▶ TASK BRIEF
A single number is the answer: the count of lines in the records that hold the word "woman".

GIVEN DATA START

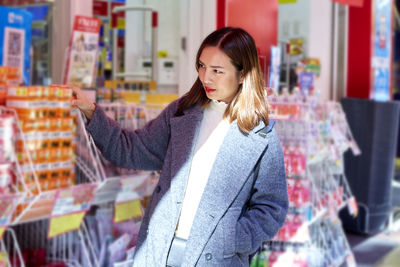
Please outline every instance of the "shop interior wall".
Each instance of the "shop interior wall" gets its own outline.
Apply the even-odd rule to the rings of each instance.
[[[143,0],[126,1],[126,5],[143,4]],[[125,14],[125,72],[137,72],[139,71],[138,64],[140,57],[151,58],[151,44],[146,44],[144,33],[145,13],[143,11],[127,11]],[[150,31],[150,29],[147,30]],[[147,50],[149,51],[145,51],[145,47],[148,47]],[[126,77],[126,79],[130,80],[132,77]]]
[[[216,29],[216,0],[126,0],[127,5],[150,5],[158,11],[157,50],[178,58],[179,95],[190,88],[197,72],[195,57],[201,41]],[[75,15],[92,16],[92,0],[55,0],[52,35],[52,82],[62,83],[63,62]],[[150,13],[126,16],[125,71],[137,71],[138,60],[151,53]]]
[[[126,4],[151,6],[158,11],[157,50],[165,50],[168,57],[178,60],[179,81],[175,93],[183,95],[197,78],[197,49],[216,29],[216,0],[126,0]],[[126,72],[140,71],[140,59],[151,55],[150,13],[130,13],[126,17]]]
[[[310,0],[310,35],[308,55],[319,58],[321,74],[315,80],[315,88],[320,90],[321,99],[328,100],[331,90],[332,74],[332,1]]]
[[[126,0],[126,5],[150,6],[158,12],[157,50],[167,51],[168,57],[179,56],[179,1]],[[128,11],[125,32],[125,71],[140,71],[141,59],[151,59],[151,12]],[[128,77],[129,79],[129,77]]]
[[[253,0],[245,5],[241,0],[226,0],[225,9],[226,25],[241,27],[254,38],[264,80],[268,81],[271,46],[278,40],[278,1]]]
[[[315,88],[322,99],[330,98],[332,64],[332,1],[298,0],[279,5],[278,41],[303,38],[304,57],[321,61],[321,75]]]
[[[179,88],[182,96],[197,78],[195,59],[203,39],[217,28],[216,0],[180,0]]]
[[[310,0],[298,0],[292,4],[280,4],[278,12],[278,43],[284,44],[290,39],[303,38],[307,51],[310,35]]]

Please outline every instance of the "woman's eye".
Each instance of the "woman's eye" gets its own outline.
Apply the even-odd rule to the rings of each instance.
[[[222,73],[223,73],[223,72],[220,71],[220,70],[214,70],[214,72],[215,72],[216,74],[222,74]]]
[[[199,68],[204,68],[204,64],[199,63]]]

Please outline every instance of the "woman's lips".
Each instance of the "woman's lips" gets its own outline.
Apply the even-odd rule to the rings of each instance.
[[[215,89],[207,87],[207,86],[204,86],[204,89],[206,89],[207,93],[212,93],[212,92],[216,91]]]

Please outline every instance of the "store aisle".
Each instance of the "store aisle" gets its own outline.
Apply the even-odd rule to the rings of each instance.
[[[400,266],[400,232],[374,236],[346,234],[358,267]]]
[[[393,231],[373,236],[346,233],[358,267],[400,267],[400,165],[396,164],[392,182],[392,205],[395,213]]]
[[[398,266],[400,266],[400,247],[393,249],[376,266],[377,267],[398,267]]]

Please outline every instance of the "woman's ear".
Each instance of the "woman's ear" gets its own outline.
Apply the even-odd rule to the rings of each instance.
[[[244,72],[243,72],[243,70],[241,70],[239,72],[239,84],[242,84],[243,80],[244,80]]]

GIVEN DATA END
GIVEN DATA START

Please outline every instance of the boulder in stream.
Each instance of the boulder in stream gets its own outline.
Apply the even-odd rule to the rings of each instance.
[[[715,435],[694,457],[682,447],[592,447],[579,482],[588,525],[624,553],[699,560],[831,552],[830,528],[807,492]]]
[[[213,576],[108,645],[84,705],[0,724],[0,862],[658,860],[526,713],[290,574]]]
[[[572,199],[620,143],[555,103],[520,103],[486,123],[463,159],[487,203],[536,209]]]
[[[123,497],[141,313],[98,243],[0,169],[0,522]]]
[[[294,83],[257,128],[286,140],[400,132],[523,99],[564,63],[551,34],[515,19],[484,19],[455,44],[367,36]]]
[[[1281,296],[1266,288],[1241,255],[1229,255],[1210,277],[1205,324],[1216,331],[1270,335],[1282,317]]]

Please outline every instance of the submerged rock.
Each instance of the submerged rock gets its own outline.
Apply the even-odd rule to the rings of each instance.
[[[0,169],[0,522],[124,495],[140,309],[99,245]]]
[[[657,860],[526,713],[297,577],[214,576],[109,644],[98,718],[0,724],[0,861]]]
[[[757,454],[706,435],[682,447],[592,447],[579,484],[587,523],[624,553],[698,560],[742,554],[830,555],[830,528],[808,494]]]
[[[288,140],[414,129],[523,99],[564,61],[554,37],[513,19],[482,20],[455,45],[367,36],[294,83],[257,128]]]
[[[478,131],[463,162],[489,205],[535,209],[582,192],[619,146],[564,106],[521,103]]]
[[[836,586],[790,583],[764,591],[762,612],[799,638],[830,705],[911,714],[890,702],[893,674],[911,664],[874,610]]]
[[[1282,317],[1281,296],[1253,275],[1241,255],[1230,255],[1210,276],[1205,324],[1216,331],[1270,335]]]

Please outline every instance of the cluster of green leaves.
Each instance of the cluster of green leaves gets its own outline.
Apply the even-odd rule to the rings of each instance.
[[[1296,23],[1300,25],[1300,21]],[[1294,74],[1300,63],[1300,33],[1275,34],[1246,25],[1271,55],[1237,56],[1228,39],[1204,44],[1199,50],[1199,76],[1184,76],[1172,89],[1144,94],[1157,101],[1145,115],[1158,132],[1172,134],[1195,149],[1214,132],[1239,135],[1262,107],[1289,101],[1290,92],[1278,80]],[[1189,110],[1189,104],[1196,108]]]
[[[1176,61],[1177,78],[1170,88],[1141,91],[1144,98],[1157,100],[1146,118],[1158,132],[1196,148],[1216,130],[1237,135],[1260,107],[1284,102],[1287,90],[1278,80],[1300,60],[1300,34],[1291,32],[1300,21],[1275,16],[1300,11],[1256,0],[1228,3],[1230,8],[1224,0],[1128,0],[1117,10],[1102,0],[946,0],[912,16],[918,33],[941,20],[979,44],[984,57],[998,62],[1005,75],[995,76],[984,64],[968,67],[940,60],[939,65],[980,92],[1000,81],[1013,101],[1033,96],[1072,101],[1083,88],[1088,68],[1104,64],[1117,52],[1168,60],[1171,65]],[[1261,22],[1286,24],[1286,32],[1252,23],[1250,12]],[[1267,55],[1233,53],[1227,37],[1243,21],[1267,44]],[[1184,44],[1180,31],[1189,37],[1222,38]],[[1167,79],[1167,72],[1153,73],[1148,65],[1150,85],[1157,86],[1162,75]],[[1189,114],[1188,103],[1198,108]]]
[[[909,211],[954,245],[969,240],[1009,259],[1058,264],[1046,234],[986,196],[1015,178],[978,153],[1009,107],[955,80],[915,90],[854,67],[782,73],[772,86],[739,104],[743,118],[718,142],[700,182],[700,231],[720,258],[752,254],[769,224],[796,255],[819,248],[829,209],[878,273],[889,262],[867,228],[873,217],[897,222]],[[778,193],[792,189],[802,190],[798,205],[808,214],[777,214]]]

GIVEN DATA END

▶ RESPONSE TO THE EXERCISE
6